Document section:
********

Since the peninsula sticks out into the room,(much as its geographical namesake sticks out into the water) it can be wider and still have everything reachable, as you have access from both sides of the peninsula. John Armstrong liked this arrangement, and dealt quite thoroughly with it in his book on track planning. 
If you must go all the way around the room, include a hinged section of railroad that can fold down, when you need to walk in; and back up, to run trains. I have built such a hinged section, where my garage, shelf railroad crosses in front of a door. My layout also has a peninsula at one end and a wide spot at the other, where trains can turn. Since my railroad is N scale, it does not need as much space to turn as an HO scale one does. That's one of the advantages of a smaller scale.
For now enjoy the temporary set up and study the books. When your ready, you can start your bigger layout. Oh! That's the other cation I wanted to give you. Don't, "bite off more than you can chew". Our imaginations tend to outpace our skill levels, and such sensible considerations of; how big to build, how many features will fit, and how many years/decades/centuries it will take to build the thing! One's "dream layout" can turn into a nightmare quite easily! (Don't ask me how I learned this!)
It's much better to build small, and simple and complete; than grandiose, big and never working! As another post said KISS.

Regards;
Traction Fan

PS. Below are a few pictures of my railroad. One shows my peninsula, and another a section removed for repairs.


----------



## Mattsn (Nov 22, 2015)

Traction fan... Those are some nice pics. It looks like that's a pretty large layout. Thanks for adding to my motivation. 

I appreciate all the tips guys. It will be a while before I'm far enough to really think k about the DC Vs DCC. however I'll be starting a new thread when I'm at that point.. 

What do you guys recommend for building the base? I see alot of pics using a 2x5 construction. I'm thinking king this isn't going g to weigh thay much. Is there something lighter /smaller that can be used?


----------



## traction fan (Oct 5, 2014)

*Light Construction*



Mattsn said:


> Traction fan... Those are some nice pics. It looks like that's a pretty large layout. Thanks for adding to my motivation.
> 
> I appreciate all the tips guys. It will be a while before I'm far enough to really think k about the DC Vs DCC. however I'll be starting a new thread when I'm at that point..
> 
> What do you guys recommend for building the base? I see alot of pics using a 2x5 construction. I'm thinking king this isn't going g to weigh thay much. Is there something lighter /smaller that can be used?


Mattsn;

I think you might mean 2x4, as I have not seen a "2x5" Your layout does not need to be made of anything as heavy as 2x4s in order to be strong. A popular frame is an open grid of 1x3s. The legs can be 2x2s, or better yet, an L-girder(like a wood "angle iron")of a 1x3 and a 1x2, glued at the edge where the two join. Legs need to be stabilized using diagonal bracing. this can be simple 1x2s.
On top of your framework I would recommend laying, not gluing, four 4'x2'x 1/4" thick piece of plywood. I use Luan plywood for its smoother finish, but any type of ply will work. On top of that,glue four 4'x2'x1"-2" thick sheets of extruded foam.(blue, or pink, not the white bead board)

********

Input:
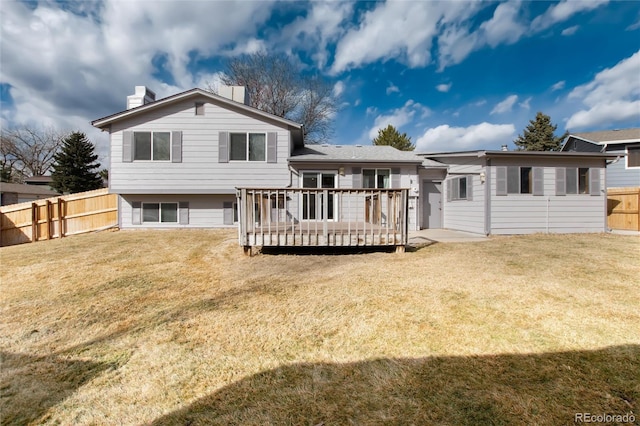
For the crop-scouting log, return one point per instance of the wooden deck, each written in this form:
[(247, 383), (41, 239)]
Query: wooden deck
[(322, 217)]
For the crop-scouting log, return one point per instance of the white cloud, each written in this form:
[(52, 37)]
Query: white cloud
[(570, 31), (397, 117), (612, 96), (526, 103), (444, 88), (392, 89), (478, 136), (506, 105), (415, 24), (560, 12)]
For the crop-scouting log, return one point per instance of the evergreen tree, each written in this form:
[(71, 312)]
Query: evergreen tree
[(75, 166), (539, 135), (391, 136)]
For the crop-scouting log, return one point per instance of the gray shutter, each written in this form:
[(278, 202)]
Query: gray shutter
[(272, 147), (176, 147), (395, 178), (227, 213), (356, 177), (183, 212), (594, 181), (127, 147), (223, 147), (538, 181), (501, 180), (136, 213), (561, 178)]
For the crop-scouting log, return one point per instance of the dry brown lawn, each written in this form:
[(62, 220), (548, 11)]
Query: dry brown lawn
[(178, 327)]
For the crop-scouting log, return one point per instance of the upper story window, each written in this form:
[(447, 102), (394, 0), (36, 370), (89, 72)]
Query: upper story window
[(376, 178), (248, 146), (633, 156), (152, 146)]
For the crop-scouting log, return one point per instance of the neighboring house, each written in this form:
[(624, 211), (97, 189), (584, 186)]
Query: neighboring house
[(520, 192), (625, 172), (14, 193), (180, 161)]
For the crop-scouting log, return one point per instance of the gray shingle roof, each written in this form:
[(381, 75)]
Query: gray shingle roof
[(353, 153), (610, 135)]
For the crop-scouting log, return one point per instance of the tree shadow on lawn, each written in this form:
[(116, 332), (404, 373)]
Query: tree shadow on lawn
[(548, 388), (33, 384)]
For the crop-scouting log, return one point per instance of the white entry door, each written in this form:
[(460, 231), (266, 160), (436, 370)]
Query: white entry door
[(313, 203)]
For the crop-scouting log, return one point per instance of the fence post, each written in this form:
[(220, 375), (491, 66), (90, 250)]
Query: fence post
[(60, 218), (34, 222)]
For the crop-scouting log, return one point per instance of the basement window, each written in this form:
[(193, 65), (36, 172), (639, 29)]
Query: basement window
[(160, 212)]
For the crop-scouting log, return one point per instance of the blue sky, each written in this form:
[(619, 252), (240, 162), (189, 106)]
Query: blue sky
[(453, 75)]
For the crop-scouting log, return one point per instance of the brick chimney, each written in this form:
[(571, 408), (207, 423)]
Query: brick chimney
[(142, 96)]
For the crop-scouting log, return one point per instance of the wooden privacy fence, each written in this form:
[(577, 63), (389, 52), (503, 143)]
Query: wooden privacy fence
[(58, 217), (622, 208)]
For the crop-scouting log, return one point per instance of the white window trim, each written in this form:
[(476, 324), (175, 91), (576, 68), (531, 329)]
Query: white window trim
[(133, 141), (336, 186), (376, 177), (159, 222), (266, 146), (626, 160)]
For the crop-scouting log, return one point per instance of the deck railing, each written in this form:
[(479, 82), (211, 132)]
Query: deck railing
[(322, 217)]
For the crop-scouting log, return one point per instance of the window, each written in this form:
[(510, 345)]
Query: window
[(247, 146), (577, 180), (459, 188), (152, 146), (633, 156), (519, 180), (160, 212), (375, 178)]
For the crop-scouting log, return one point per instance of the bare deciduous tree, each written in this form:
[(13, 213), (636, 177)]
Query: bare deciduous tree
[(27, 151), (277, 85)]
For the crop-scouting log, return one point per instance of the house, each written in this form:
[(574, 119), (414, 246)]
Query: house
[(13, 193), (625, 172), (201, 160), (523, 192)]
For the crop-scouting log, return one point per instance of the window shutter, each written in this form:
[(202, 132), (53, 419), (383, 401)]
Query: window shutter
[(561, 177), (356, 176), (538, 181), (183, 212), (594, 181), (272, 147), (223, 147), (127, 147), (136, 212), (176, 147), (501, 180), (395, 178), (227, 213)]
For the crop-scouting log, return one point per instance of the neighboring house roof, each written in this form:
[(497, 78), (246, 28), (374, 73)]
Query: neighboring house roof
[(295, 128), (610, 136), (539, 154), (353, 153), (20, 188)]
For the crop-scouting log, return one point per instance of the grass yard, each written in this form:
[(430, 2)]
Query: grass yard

********

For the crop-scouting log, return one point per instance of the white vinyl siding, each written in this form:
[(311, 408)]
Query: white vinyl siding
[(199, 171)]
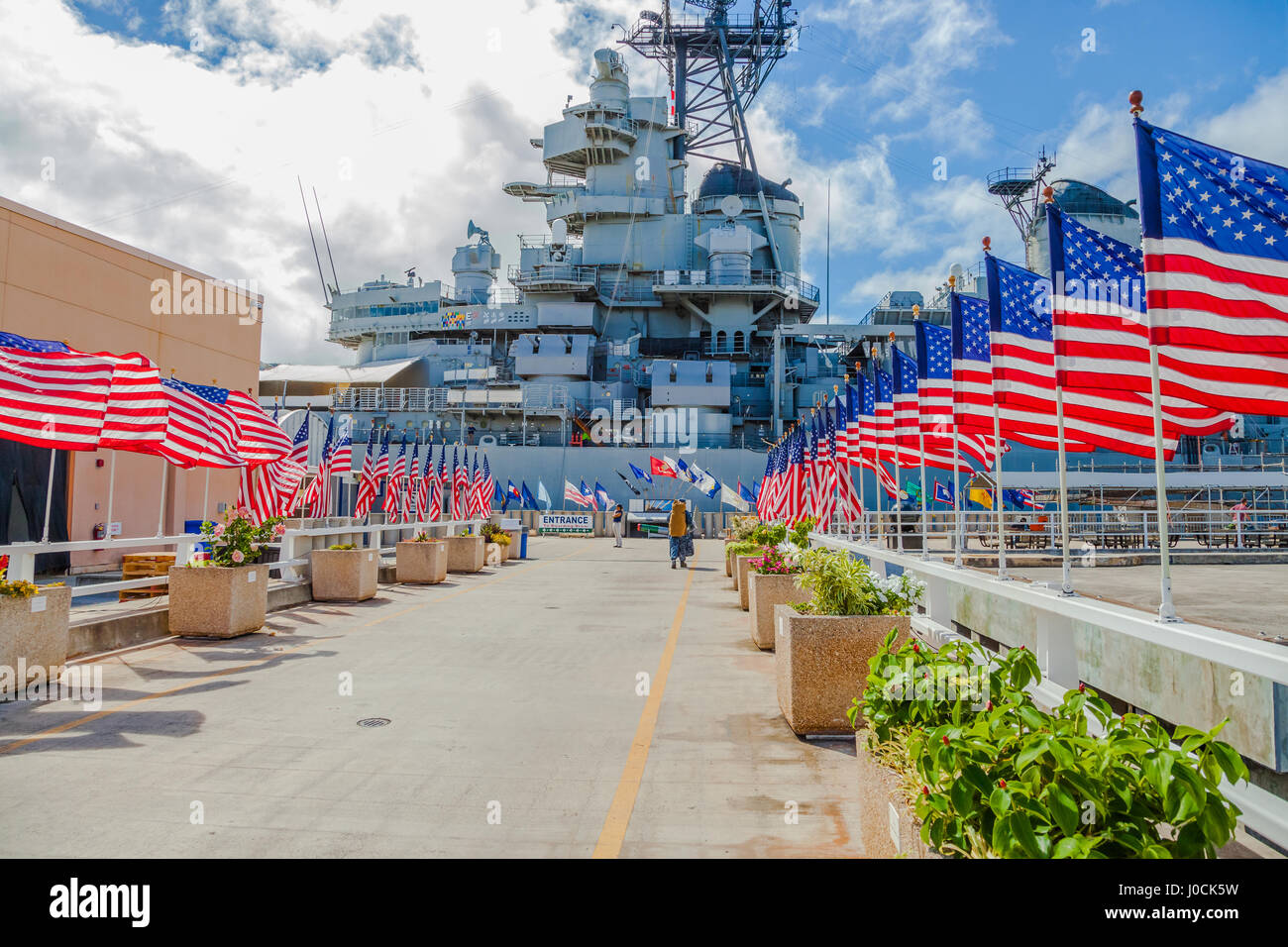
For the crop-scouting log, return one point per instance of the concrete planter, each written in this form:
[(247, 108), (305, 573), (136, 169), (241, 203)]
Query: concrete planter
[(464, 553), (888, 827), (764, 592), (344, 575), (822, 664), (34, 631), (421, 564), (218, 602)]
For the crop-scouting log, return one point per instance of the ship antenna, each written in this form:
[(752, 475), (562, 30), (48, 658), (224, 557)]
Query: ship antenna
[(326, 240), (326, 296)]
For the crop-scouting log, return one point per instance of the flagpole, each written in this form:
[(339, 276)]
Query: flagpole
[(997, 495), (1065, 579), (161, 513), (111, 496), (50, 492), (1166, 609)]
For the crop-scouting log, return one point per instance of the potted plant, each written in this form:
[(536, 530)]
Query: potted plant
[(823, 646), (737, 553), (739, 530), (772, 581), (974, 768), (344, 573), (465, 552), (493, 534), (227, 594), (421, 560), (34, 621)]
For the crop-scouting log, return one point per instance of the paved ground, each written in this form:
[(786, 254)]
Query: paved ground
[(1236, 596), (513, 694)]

********

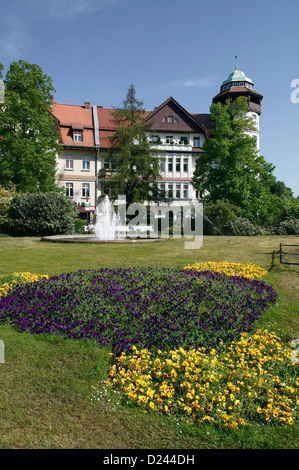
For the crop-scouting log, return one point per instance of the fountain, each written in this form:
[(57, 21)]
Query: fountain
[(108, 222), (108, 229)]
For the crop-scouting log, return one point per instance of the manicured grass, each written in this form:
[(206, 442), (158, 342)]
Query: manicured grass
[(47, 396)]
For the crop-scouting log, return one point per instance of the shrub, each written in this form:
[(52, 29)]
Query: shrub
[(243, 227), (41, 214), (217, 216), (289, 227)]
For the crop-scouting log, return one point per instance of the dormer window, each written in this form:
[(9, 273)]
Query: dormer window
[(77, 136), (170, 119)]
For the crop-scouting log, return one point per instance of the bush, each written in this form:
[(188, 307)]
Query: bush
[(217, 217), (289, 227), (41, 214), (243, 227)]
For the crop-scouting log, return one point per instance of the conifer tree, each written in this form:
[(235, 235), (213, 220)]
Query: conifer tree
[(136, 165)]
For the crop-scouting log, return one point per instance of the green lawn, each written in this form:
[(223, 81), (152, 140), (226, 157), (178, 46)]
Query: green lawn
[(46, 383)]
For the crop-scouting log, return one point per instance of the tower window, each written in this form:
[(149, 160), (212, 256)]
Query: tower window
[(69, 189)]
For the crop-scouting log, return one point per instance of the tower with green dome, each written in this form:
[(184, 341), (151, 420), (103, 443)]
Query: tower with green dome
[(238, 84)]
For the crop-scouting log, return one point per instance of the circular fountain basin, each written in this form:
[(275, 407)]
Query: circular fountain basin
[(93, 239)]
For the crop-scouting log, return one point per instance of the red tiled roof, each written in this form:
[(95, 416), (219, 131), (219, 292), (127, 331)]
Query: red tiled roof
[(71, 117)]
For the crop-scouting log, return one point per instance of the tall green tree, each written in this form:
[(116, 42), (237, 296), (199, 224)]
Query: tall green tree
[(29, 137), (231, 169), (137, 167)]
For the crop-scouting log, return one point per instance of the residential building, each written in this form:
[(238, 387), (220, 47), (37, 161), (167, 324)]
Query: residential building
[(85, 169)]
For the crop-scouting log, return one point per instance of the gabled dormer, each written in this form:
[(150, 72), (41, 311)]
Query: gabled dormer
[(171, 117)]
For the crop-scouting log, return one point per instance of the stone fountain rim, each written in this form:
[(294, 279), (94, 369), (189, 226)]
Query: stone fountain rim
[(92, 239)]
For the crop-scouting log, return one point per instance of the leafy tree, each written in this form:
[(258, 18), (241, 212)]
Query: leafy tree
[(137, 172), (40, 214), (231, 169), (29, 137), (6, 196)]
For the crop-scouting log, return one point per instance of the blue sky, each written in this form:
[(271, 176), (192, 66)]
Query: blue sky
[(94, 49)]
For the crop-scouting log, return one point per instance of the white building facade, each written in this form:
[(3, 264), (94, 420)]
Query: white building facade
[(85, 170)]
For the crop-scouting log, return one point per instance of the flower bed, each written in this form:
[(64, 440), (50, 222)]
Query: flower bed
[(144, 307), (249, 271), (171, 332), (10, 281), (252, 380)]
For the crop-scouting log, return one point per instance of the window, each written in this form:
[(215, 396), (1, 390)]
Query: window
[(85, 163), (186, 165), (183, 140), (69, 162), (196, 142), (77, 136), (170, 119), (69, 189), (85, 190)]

********

What to do:
• A. In the records, write out everything from the line containing "the white window" down to the line containing "146), (626, 160)]" again, substituting "window frame" for "white window trim" wherever it appears.
• B. Proceed with the model railroad forum thread from its last sentence.

Replies:
• A.
For the crop-scouting log, return one point per instance of the window frame, each written in this form:
[(476, 324), (175, 91), (576, 68), (531, 329)]
Query: window frame
[(133, 141), (336, 186), (376, 177), (159, 222), (266, 146), (626, 160)]

• B.
The reason for not gluing the plywood to the frame is that a section of plywood/foam based layout can be removed and worked on at the workbench or table. You can turn it upside down, or sideways, which makes it a lot easier to mount switch machines wiring, terminal strips, and whatever else has to go under the table. The plywood can be secured to the frame with adhesive-backed, Velcro, or magnet tape, stapled to the top of the frame. Some folks leave out the plywood sheet, and mount the foam directly to the open grid frame. I recommend using the plywood, as it will provide a mounting surface for wiring and switch machines under the table.

Traction Fan

PS. My layout is not that big. It basically hangs along one wall of my garage; with a wider peninsula at each end. The section shown removed is only 16"x 16" in cross section and 4' long.


----------



## Mattsn (Nov 22, 2015)

Yes I did intend to say 2x4. Not sure how I missed that. 
Thanks again. You seem to be a wealth of knowledge. I hope I can pick your brain on future questions.


----------



## traction fan (Oct 5, 2014)

*Wealth of Knowledge?*



Mattsn said:


> Yes I did intend to say 2x4. Not sure how I missed that.
> Thanks again. You seem to be a wealth of knowledge. I hope I can pick your brain on future questions.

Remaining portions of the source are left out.